__INSTRUCTIONS TO FOLLOW__.
Copy every line of the items from the line with "det: white painted stonework" up to and including the line with "[94,999,123,1024]", increasing each coordinate in the answers by 78. Leave the pictures out.

Coordinate annotation entries
####

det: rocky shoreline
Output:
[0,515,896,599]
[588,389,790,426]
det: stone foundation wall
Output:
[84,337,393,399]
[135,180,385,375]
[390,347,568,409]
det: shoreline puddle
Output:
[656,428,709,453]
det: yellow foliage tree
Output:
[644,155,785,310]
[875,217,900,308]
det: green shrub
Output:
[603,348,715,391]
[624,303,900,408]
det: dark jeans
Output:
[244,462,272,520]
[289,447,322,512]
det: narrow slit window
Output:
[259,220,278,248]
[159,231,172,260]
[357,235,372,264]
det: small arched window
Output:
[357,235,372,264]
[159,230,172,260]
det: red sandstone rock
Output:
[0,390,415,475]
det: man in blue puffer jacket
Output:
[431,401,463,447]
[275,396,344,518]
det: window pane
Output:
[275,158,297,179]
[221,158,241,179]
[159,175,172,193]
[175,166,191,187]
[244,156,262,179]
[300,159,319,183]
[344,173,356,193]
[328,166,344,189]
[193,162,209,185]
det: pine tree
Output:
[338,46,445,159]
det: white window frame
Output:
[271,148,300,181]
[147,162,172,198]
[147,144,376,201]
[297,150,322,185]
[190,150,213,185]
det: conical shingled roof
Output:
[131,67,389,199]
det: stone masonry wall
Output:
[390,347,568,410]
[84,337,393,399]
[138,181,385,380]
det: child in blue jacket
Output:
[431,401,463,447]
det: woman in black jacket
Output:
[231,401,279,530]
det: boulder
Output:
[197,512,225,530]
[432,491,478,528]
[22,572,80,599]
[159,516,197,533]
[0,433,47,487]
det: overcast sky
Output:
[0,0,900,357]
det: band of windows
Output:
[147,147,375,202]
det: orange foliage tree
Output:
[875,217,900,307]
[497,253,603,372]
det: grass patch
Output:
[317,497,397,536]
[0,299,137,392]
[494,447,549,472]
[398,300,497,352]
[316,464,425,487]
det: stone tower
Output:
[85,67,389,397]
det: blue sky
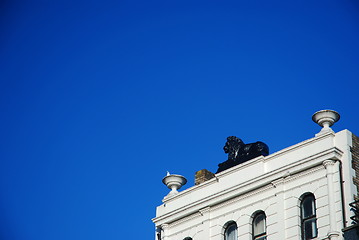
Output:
[0,0,359,240]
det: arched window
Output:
[300,194,318,240]
[224,222,237,240]
[252,212,267,240]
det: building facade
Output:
[153,110,359,240]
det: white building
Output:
[153,110,359,240]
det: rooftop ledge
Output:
[153,130,351,224]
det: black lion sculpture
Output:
[216,136,269,173]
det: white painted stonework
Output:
[153,130,357,240]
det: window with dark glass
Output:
[252,212,267,240]
[224,222,237,240]
[300,194,318,240]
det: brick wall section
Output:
[194,169,214,185]
[350,134,359,199]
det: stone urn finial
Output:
[312,110,340,136]
[162,172,187,196]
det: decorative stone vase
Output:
[162,174,187,196]
[312,110,340,135]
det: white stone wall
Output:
[153,130,354,240]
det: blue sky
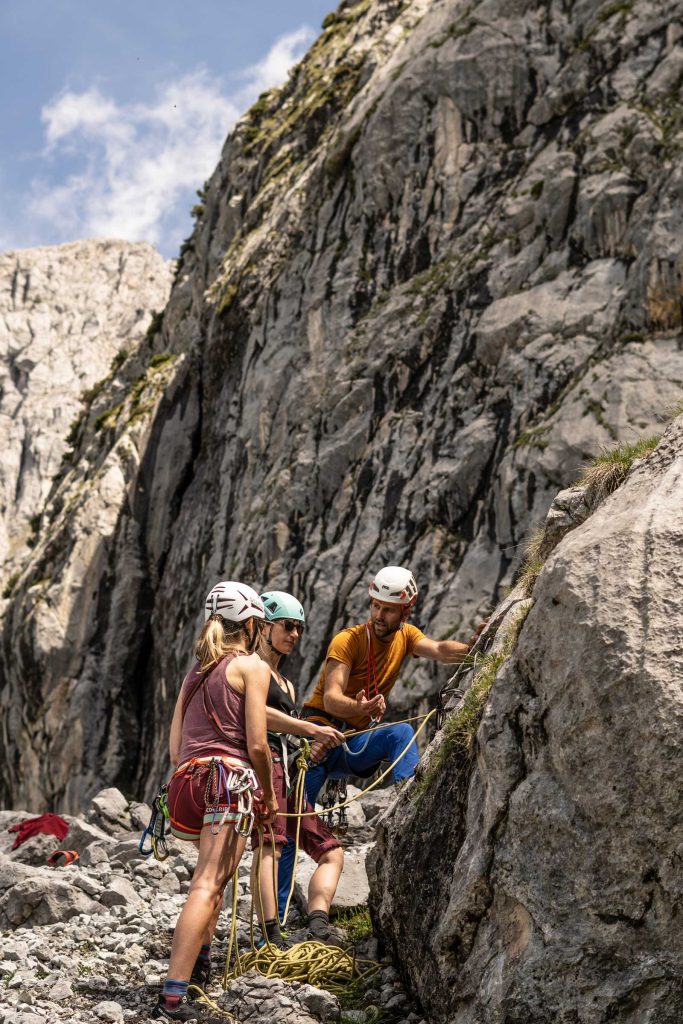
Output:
[0,0,335,256]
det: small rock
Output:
[50,978,74,1002]
[94,999,123,1024]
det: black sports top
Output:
[265,673,297,754]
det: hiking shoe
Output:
[187,957,211,999]
[254,932,296,951]
[308,925,351,949]
[150,995,225,1024]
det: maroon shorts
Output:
[251,758,341,863]
[167,756,251,840]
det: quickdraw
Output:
[137,784,170,860]
[321,778,348,837]
[436,615,503,731]
[47,850,80,867]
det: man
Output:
[280,565,476,925]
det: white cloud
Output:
[25,28,313,255]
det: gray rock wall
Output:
[0,241,172,588]
[0,0,683,809]
[371,417,683,1024]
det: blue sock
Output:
[161,978,189,1010]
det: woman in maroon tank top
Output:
[151,583,278,1021]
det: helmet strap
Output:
[259,623,286,659]
[245,617,259,654]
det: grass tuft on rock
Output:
[578,434,659,504]
[336,906,373,943]
[516,561,544,597]
[411,608,529,800]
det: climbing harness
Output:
[202,758,258,836]
[137,783,170,860]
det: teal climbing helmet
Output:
[261,590,306,623]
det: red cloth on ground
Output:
[7,814,69,850]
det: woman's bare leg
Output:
[308,846,344,913]
[168,825,245,981]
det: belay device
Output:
[137,784,170,860]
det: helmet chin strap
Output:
[260,623,287,657]
[247,618,259,654]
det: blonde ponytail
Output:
[195,614,249,672]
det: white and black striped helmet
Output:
[369,565,418,605]
[204,580,265,623]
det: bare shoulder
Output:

####

__WRITTEN RESPONSE__.
det: white painted stonework
Output:
[231,208,435,318]
det: window with dark glass
Output:
[330,290,345,318]
[302,300,315,318]
[378,272,396,318]
det: brick wall section
Output:
[272,247,292,263]
[428,212,437,277]
det: stone urn finial
Output:
[390,188,418,214]
[240,250,265,274]
det: decorative stone vase
Output:
[240,252,265,274]
[390,188,418,213]
det: white stone wall
Output:
[231,208,432,318]
det: blue sky
Output:
[78,78,413,334]
det: small rock
Output:
[128,1056,152,1080]
[172,1077,201,1102]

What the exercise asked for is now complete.